→ **Required action**: For each line of the data below that holds "verge", copy the line.

Referring expression data
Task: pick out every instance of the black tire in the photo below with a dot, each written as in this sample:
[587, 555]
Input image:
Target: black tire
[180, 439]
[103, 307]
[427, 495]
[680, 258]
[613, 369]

==

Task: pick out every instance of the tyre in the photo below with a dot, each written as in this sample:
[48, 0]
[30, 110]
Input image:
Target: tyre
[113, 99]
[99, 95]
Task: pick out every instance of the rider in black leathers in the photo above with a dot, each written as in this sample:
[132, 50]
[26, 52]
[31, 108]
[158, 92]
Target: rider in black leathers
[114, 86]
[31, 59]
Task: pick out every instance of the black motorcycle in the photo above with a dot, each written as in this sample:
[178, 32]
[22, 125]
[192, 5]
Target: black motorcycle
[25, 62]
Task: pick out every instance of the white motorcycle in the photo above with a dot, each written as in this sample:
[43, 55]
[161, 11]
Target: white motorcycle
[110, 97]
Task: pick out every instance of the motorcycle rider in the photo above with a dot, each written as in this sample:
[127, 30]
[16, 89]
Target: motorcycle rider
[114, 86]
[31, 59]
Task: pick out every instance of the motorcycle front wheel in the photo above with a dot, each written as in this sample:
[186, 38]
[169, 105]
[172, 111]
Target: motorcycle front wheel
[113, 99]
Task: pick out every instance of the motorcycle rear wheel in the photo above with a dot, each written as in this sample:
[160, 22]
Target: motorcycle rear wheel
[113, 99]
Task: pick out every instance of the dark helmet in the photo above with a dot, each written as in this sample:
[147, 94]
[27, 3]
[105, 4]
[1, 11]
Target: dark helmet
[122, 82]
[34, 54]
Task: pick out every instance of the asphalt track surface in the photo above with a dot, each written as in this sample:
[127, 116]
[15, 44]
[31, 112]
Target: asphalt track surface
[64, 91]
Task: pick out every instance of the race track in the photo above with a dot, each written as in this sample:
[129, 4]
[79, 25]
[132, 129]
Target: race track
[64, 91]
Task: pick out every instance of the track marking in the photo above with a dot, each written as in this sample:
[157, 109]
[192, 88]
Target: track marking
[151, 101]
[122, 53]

...

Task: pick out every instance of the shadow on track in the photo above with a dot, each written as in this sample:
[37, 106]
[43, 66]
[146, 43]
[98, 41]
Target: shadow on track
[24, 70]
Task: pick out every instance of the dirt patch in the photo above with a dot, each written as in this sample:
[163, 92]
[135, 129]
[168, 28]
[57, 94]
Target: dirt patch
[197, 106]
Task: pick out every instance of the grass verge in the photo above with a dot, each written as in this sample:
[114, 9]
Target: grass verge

→ **Answer**:
Task: pick out every instance of the grass verge in the photo above with a dot, each written as in this sample:
Target: grass verge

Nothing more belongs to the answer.